• [Your objective] Produce the records below again, word for word, but stop after the line that contains "negative clicks: (181, 198)".

• [Dataset excerpts]
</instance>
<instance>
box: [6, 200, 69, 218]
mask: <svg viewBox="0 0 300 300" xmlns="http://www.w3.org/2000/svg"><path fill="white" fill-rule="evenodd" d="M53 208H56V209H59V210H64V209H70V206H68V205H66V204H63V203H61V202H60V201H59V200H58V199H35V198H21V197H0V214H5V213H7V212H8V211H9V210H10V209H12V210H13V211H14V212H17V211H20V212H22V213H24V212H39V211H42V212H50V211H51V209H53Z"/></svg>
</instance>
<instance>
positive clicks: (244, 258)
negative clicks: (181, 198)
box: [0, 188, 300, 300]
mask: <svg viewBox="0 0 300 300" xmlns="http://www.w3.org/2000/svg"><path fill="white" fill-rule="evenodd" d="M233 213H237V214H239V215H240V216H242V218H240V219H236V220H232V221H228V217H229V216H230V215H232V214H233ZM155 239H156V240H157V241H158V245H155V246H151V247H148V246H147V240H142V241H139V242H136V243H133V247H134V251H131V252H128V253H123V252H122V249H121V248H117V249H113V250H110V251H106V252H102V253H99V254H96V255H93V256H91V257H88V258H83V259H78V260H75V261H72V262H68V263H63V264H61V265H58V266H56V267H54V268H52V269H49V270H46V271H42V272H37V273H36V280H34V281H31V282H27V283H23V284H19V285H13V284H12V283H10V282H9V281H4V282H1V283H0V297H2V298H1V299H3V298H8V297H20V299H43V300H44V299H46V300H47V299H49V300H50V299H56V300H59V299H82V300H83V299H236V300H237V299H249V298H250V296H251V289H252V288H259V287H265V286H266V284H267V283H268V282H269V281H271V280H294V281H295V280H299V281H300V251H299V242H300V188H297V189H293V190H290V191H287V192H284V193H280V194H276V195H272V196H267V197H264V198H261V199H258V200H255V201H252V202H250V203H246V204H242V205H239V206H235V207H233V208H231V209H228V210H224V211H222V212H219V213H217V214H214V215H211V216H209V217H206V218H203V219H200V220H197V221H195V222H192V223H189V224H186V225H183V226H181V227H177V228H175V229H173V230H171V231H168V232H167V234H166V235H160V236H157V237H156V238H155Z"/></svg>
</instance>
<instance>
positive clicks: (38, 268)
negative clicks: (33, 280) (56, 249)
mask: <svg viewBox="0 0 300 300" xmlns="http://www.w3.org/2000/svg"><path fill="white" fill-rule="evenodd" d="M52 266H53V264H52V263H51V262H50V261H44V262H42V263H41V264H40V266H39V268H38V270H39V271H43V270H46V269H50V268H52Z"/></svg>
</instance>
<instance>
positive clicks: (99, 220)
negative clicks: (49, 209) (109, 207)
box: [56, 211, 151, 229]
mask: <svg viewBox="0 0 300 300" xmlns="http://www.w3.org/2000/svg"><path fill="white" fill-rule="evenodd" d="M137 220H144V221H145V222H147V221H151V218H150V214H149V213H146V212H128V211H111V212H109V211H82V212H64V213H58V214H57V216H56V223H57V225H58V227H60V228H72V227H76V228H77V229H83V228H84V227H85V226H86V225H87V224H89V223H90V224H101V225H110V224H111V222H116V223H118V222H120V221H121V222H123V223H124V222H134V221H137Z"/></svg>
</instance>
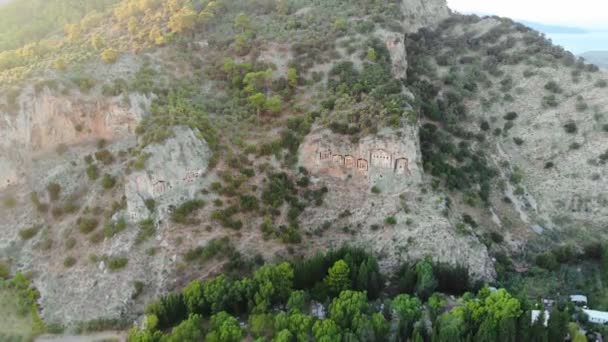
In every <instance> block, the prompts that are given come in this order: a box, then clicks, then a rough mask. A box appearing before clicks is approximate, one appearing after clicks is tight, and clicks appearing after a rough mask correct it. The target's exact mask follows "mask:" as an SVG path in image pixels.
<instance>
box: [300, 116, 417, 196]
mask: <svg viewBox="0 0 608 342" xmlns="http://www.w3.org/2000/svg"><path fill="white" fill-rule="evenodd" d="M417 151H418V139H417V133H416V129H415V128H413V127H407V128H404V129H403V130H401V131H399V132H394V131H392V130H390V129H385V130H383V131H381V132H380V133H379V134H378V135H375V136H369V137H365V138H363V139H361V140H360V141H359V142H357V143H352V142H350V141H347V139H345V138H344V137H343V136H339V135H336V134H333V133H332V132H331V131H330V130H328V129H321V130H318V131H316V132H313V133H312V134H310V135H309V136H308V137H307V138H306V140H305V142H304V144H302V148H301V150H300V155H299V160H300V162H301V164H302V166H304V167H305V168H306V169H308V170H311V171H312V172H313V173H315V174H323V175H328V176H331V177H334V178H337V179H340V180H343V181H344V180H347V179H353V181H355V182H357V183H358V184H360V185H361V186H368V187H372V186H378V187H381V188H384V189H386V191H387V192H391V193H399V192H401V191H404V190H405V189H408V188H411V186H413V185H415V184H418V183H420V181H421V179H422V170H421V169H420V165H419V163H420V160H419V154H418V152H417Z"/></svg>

• [Written response]
</instance>
<instance>
box: [6, 200, 69, 218]
mask: <svg viewBox="0 0 300 300" xmlns="http://www.w3.org/2000/svg"><path fill="white" fill-rule="evenodd" d="M53 208H56V209H59V210H64V209H70V206H68V205H66V204H63V203H61V202H60V201H59V200H58V199H35V198H21V197H0V214H5V213H7V212H8V211H9V210H10V209H12V210H13V211H14V212H17V211H20V212H22V213H24V212H39V211H42V212H50V211H51V209H53Z"/></svg>
</instance>
<instance>
positive clicks: (244, 258)
negative clicks: (181, 198)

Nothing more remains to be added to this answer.